### REQUIRED WORK
According to the earnings call excerpt, how much cash did the company hold at the end of the quarter?

-- Start of SOURCE --

We'll be continuing with that program with the drilling of the Sherwood Deep Prospect at High Island 133 later this year and then we'll be evaluating the information both that we gain from drilling our Blackbeard ultra-deep well, but also new information that we've obtained on sand deposition starting onshore and continuing into deep water. Jim Bob will be talking about that in a few minutes.

Financially, we had $95 million in cash at the end of the quarter with no amounts drawn on our bank credit facility. The financial summary that Kathleen just reviewed with you is presented on Page 4 and the details of our reported results and our income statement as well as the special items that went into this quarter's net income are detailed there for your information.

The productive wells that we have are spotted with our lease position on Page 5. You can see the significant production that we have at South Marsh Island 212, the Flatrock field, and then the number of fields where our production is spread over the shelf of the Gulf of Mexico and onshore in South Louisiana.

The quarter's production and our production continues to be affected by the curtailments resulting from the hurricanes of last September. Work continues to be done on the downstream facilities to bring this back on production but we still are limited, with 45 million a day approximately curtailed from what we'd otherwise be producing. We're currently at the 200 million a day level.

-- End of SOURCE --
-- Start of RECORDS PROVIDED --

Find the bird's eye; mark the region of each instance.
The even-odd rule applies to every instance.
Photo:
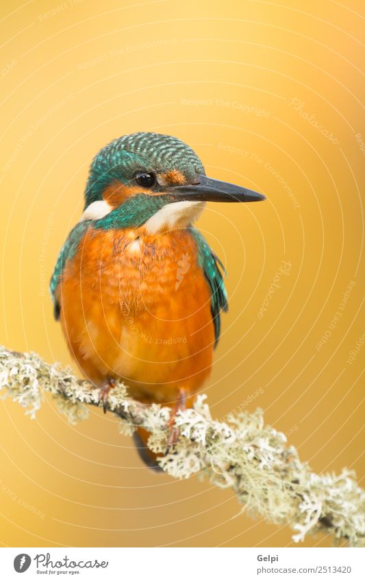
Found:
[[[152,188],[155,184],[156,179],[155,174],[147,172],[138,172],[134,176],[134,181],[141,188]]]

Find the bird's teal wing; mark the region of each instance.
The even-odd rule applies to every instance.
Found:
[[[55,298],[55,291],[58,283],[61,279],[62,272],[64,268],[64,265],[66,261],[76,253],[77,246],[80,242],[83,235],[86,231],[90,224],[90,220],[85,220],[79,222],[71,230],[67,240],[61,248],[61,251],[58,255],[55,266],[53,270],[53,274],[49,281],[49,292],[53,302],[53,314],[56,321],[60,318],[60,303]]]
[[[210,289],[210,309],[214,325],[216,346],[221,335],[221,311],[228,310],[227,292],[220,268],[225,274],[225,270],[203,234],[192,227],[190,231],[198,247],[198,262],[204,272]]]

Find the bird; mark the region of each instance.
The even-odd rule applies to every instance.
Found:
[[[54,317],[104,411],[118,380],[142,404],[171,408],[168,451],[179,439],[176,414],[209,376],[228,308],[225,268],[193,224],[207,202],[264,199],[207,177],[172,135],[125,135],[92,161],[84,213],[50,281]],[[147,438],[135,432],[142,460],[158,470]]]

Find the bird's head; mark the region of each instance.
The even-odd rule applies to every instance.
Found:
[[[117,208],[125,214],[130,209],[139,222],[142,217],[149,220],[149,229],[155,232],[188,225],[207,201],[263,199],[252,190],[207,177],[195,152],[177,138],[141,132],[114,140],[94,158],[84,219],[101,218]]]

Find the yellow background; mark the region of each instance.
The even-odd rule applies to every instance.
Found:
[[[213,414],[261,388],[245,409],[262,408],[314,470],[360,478],[365,347],[347,360],[364,331],[362,3],[3,2],[1,342],[71,363],[47,285],[90,159],[130,132],[177,135],[208,175],[268,196],[210,204],[199,222],[229,272]],[[4,545],[294,544],[238,515],[229,490],[148,471],[111,415],[72,427],[49,399],[33,422],[10,401],[0,413]]]

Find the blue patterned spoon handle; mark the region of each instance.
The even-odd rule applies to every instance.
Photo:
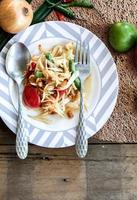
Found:
[[[29,132],[23,119],[23,110],[19,100],[18,121],[16,131],[16,152],[20,159],[25,159],[28,155]]]
[[[87,154],[88,150],[88,140],[86,138],[85,131],[85,120],[84,120],[84,100],[83,100],[83,92],[82,89],[80,91],[80,113],[79,113],[79,123],[77,128],[77,136],[76,136],[76,152],[80,158],[84,158]]]

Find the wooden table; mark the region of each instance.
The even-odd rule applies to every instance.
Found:
[[[29,145],[19,160],[15,135],[1,122],[1,200],[136,200],[137,145],[89,143],[79,160],[74,147],[46,149]]]
[[[85,20],[76,20],[106,45],[108,26],[122,19],[136,23],[135,0],[94,0],[96,9],[77,9]],[[36,8],[38,1],[33,3]],[[48,20],[53,19],[51,15]],[[133,52],[117,54],[120,92],[110,120],[89,140],[89,151],[80,160],[74,147],[46,149],[29,145],[29,156],[19,160],[15,135],[0,121],[0,200],[136,200],[137,70]],[[106,143],[107,142],[107,143]],[[113,142],[113,144],[112,144]]]

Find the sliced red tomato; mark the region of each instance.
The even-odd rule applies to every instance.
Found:
[[[59,92],[59,96],[61,97],[63,94],[65,94],[66,92],[67,92],[67,89],[65,89],[65,90],[60,90],[59,88],[57,88],[57,87],[55,87],[54,88],[55,90],[54,90],[54,94],[53,94],[53,96],[56,98],[57,97],[57,90],[58,90],[58,92]]]
[[[25,73],[25,77],[26,78],[29,78],[29,76],[34,72],[36,68],[36,63],[35,62],[32,62],[28,68],[28,70],[26,71]]]
[[[69,3],[71,1],[73,1],[73,0],[63,0],[64,3]]]
[[[30,71],[34,71],[35,68],[36,68],[36,63],[35,63],[35,62],[32,62],[32,63],[30,64],[29,70],[30,70]]]
[[[40,107],[40,96],[37,88],[27,85],[23,91],[23,100],[26,106],[30,108]]]
[[[67,91],[67,89],[65,89],[65,90],[59,90],[59,95],[62,96],[63,94],[66,93],[66,91]]]
[[[64,15],[62,13],[60,13],[58,11],[55,11],[55,14],[56,14],[58,20],[64,21],[65,17],[64,17]]]

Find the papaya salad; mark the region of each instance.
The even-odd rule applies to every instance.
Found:
[[[23,100],[29,108],[39,108],[36,119],[49,115],[72,118],[79,109],[80,79],[75,68],[75,44],[56,45],[51,50],[38,46],[25,71]]]

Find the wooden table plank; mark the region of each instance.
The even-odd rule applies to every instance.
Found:
[[[26,160],[13,145],[0,145],[0,152],[2,200],[137,199],[137,145],[90,145],[84,160],[74,148],[31,146]]]

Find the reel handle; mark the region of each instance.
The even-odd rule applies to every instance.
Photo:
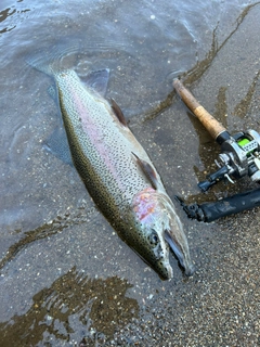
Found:
[[[227,132],[226,129],[213,116],[211,116],[193,97],[193,94],[183,86],[179,79],[173,80],[173,87],[181,97],[184,104],[192,111],[192,113],[199,119],[204,127],[208,130],[211,137],[217,138],[222,132]]]

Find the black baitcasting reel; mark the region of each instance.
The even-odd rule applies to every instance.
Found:
[[[209,175],[198,187],[206,192],[220,180],[248,176],[253,182],[260,182],[260,134],[256,130],[247,130],[231,136],[229,131],[211,116],[192,95],[192,93],[178,79],[173,86],[194,115],[202,121],[212,138],[221,146],[220,163],[216,160],[219,169]]]
[[[180,80],[176,79],[173,87],[186,106],[221,146],[221,153],[219,154],[220,163],[216,160],[219,169],[209,175],[208,180],[198,183],[200,190],[206,192],[212,184],[225,178],[234,183],[232,178],[239,179],[245,176],[248,176],[253,182],[260,183],[260,134],[256,130],[250,129],[231,136],[229,131],[197,102]],[[190,218],[210,222],[221,217],[260,206],[260,189],[203,204],[195,203],[186,205],[182,198],[177,196],[177,200],[181,203]]]

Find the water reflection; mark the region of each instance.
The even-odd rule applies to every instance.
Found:
[[[23,0],[20,0],[17,2],[22,2]],[[4,9],[0,12],[0,23],[6,21],[4,23],[4,27],[0,27],[0,35],[6,31],[11,31],[16,27],[16,24],[20,22],[21,14],[24,14],[26,12],[29,12],[29,9],[16,9],[14,5],[8,9]],[[13,17],[16,16],[17,18],[13,20]],[[12,20],[15,21],[15,25],[12,25]]]
[[[24,316],[0,323],[0,345],[36,346],[41,342],[46,346],[75,338],[88,346],[98,339],[104,342],[116,327],[139,316],[138,301],[126,296],[130,287],[118,277],[92,280],[74,267],[37,293]]]

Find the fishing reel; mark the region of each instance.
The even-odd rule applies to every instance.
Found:
[[[207,176],[207,180],[198,183],[206,192],[212,184],[227,179],[248,176],[252,182],[260,182],[260,134],[256,130],[240,131],[231,136],[226,130],[218,134],[216,141],[221,145],[219,169]]]
[[[260,183],[260,133],[250,129],[231,136],[222,124],[197,102],[179,79],[173,81],[173,87],[185,105],[221,146],[219,162],[216,160],[219,169],[208,175],[207,180],[198,183],[202,191],[206,192],[212,184],[225,178],[234,183],[233,178],[239,179],[248,176],[251,181]],[[260,206],[260,189],[203,204],[187,205],[181,197],[177,196],[177,200],[190,218],[210,222],[221,217]]]
[[[173,81],[173,87],[185,105],[221,146],[220,163],[216,160],[219,169],[210,174],[207,180],[198,183],[202,191],[206,192],[212,184],[225,178],[234,183],[232,178],[239,179],[248,176],[253,182],[260,182],[260,134],[250,129],[231,136],[222,124],[197,102],[179,79]]]

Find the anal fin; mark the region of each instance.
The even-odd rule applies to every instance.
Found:
[[[117,116],[117,119],[120,121],[121,125],[123,125],[125,127],[128,127],[127,120],[122,114],[121,108],[118,106],[118,104],[115,102],[114,99],[110,99],[110,103],[112,103],[112,110]]]

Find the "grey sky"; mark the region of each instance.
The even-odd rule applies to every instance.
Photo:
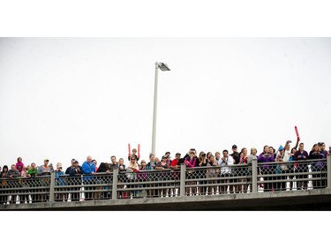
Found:
[[[331,144],[330,38],[1,38],[1,165]],[[126,158],[125,158],[126,161]]]

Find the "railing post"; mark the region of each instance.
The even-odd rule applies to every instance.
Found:
[[[331,189],[331,154],[327,154],[327,189]]]
[[[180,166],[180,194],[179,196],[185,196],[185,178],[186,178],[186,165],[181,164]]]
[[[117,182],[118,182],[118,169],[113,169],[113,189],[111,192],[111,199],[117,199]]]
[[[50,184],[49,184],[49,202],[55,201],[55,174],[56,172],[50,172]]]
[[[252,192],[258,192],[258,159],[253,158],[252,162]]]

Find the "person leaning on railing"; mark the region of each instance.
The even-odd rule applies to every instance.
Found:
[[[269,183],[272,180],[272,177],[268,175],[273,174],[272,166],[267,164],[268,162],[274,162],[274,154],[270,154],[269,146],[264,146],[263,153],[258,156],[258,162],[263,163],[260,167],[260,173],[263,175],[263,191],[271,192],[272,191],[272,183]]]
[[[83,183],[85,184],[84,189],[86,191],[94,191],[95,190],[94,186],[91,186],[91,184],[94,184],[94,177],[93,176],[95,174],[95,164],[92,162],[92,157],[88,155],[87,157],[87,161],[83,162],[81,166],[83,174]],[[92,200],[94,199],[94,192],[85,192],[85,200]]]
[[[250,175],[248,174],[248,168],[247,166],[247,149],[245,147],[243,147],[239,153],[239,165],[244,165],[243,167],[238,168],[238,176],[241,177],[249,177]],[[239,183],[242,183],[241,185],[239,185],[239,192],[245,193],[247,192],[247,177],[246,178],[241,178],[238,180]]]
[[[149,154],[149,162],[146,165],[146,169],[148,170],[148,182],[154,182],[156,177],[155,177],[155,173],[154,172],[150,172],[149,170],[154,170],[155,166],[156,166],[156,162],[155,162],[155,157],[154,154]],[[155,184],[149,184],[149,187],[154,187]],[[153,198],[155,196],[155,190],[148,190],[147,191],[147,198]]]
[[[170,168],[170,165],[169,163],[168,158],[165,155],[163,155],[161,162],[157,163],[157,165],[155,167],[155,169],[164,170],[164,169],[169,169],[169,168]],[[169,177],[170,172],[168,171],[168,170],[159,172],[156,175],[158,177],[157,181],[159,181],[159,182],[160,181],[166,181],[169,177]],[[169,187],[169,184],[161,184],[159,185],[163,186],[163,187]],[[167,189],[166,188],[163,188],[163,189],[158,191],[158,196],[159,197],[166,197],[166,195],[167,195]]]
[[[69,169],[69,184],[76,185],[71,188],[71,191],[74,192],[71,193],[71,201],[79,201],[79,190],[81,185],[81,175],[83,170],[77,160],[73,161],[71,167]],[[79,186],[78,186],[79,185]]]
[[[37,176],[37,172],[38,169],[36,168],[35,162],[32,162],[31,167],[27,169],[27,177],[29,177],[27,183],[29,184],[29,187],[33,188],[30,190],[32,202],[38,201],[38,190],[35,188],[39,187],[40,184],[39,180],[34,177],[35,176]]]
[[[57,186],[65,186],[66,182],[64,178],[64,171],[62,170],[62,163],[57,162],[56,163],[56,182]],[[66,189],[64,187],[59,188],[59,191],[63,192]],[[65,201],[68,199],[68,193],[61,192],[56,194],[56,201]]]
[[[299,149],[294,154],[295,161],[306,161],[308,159],[308,153],[304,149],[304,143],[300,143]],[[296,171],[298,172],[298,175],[296,177],[297,180],[297,190],[306,190],[308,186],[308,175],[300,175],[300,173],[305,173],[309,171],[308,164],[306,162],[298,162]]]
[[[18,182],[19,181],[17,179],[15,180],[15,178],[19,177],[20,174],[19,174],[19,171],[16,169],[15,164],[11,164],[11,169],[9,169],[7,171],[7,173],[5,174],[4,177],[11,179],[11,180],[9,180],[7,182],[8,186],[10,188],[18,188]],[[17,197],[17,190],[11,190],[11,195],[10,204],[15,204],[16,203],[16,197]]]
[[[51,164],[49,164],[49,159],[45,159],[43,161],[44,162],[43,165],[41,165],[38,168],[37,176],[50,176],[50,173],[54,171],[54,169],[53,169],[53,166],[51,166]],[[43,189],[40,190],[41,192],[44,192],[44,193],[40,194],[39,199],[41,202],[47,201],[47,199],[49,199],[48,196],[49,196],[49,183],[50,183],[49,177],[44,177],[43,178],[40,179],[40,185],[41,187],[44,187]]]
[[[324,154],[320,153],[319,144],[314,144],[312,150],[309,152],[308,159],[320,160],[324,158]],[[324,171],[325,175],[324,173],[322,174],[322,171]],[[312,172],[320,172],[319,174],[312,174],[312,187],[314,189],[325,188],[327,186],[326,180],[321,177],[327,176],[326,163],[323,162],[312,162]],[[316,180],[317,178],[319,178],[319,180]]]
[[[257,154],[258,154],[258,150],[255,147],[252,147],[251,148],[251,154],[247,157],[247,164],[248,164],[247,176],[249,177],[247,178],[247,184],[250,184],[250,182],[252,182],[252,177],[251,177],[252,176],[252,160],[253,159],[258,160],[258,156],[256,155]],[[258,175],[259,174],[259,168],[255,168],[254,169],[256,169],[256,175]],[[252,186],[250,187],[250,191],[252,191]]]
[[[1,204],[6,204],[7,203],[7,196],[5,195],[7,193],[6,188],[8,188],[7,180],[5,179],[5,176],[8,172],[8,166],[4,165],[3,170],[0,173],[0,178],[1,178],[1,194],[0,194],[0,203]]]
[[[195,149],[190,149],[189,153],[184,156],[184,163],[186,165],[186,178],[195,179],[195,171],[193,168],[197,164],[197,156],[195,155]],[[185,195],[190,195],[190,191],[192,191],[192,195],[195,195],[197,187],[194,181],[188,182],[187,184],[192,185],[192,187],[185,188]]]
[[[217,166],[217,165],[218,164],[217,164],[217,162],[214,159],[214,156],[213,154],[209,155],[208,162],[207,163],[207,167],[214,167],[214,166]],[[214,178],[216,178],[216,177],[217,177],[216,169],[210,168],[210,169],[207,169],[206,178],[209,179],[207,181],[208,184],[214,184],[215,185],[216,183],[217,183],[217,180],[214,180]],[[210,180],[211,178],[214,178],[214,180]],[[213,192],[215,195],[216,192],[217,192],[217,186],[208,186],[208,192],[207,192],[208,195],[212,195]]]
[[[228,150],[223,150],[222,154],[223,156],[218,162],[218,164],[221,166],[221,184],[223,184],[220,186],[220,194],[226,194],[228,192],[228,187],[229,188],[229,192],[233,192],[227,184],[229,183],[231,166],[234,164],[234,160],[232,156],[229,155]]]
[[[108,191],[109,191],[109,186],[99,186],[98,184],[108,184],[108,178],[104,175],[102,176],[98,176],[98,173],[107,173],[110,174],[110,169],[109,169],[109,165],[107,162],[101,162],[100,166],[98,168],[98,170],[96,170],[96,188],[95,190],[97,191],[95,194],[95,199],[108,199]],[[105,190],[106,192],[101,192],[101,191]]]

-- End of RECORDS PROVIDED --

### RESPONSE
The company held $95 million in cash, with no amounts drawn on its bank credit facility.